(What to produce):
Your answer should be the lines of the material that include the word "reflection".

(Input material):
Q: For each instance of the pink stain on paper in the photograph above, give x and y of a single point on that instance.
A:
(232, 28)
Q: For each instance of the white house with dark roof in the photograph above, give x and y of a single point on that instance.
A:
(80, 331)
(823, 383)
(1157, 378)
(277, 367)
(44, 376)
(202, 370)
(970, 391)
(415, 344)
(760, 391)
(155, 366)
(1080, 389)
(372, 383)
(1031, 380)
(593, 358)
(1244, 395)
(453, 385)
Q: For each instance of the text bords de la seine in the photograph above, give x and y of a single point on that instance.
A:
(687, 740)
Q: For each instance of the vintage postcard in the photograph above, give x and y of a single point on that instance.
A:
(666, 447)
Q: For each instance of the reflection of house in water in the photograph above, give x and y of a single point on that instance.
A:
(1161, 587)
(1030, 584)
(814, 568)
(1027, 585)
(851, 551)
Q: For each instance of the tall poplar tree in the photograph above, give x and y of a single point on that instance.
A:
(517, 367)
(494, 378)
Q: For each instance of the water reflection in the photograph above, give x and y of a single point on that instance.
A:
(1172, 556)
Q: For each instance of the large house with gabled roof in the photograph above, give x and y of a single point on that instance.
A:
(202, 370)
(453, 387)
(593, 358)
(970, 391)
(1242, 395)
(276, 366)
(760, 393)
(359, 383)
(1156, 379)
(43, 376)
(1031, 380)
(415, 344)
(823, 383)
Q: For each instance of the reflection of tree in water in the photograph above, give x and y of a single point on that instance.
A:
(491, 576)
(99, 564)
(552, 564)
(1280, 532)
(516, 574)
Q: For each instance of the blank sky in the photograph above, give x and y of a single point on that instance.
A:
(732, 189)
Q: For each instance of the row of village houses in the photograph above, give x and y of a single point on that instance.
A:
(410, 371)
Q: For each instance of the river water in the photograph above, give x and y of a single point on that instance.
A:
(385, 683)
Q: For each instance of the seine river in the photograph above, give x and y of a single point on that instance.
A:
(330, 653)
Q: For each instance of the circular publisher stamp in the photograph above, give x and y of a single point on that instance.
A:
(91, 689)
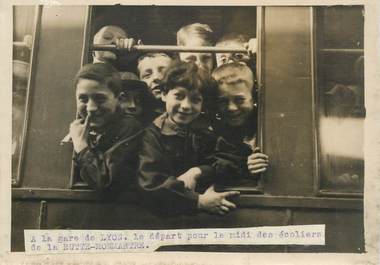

(Task response):
Q: For each instance of the reflection of house in water in the photograph above, give x and y of a single point on that instance.
Q: For each instance of the water reflection in the photograph above, give x and y of a single point on that instance.
Q: For each instance of the reflection of tree in water in the photograph above, give x and y of a single point on that instance.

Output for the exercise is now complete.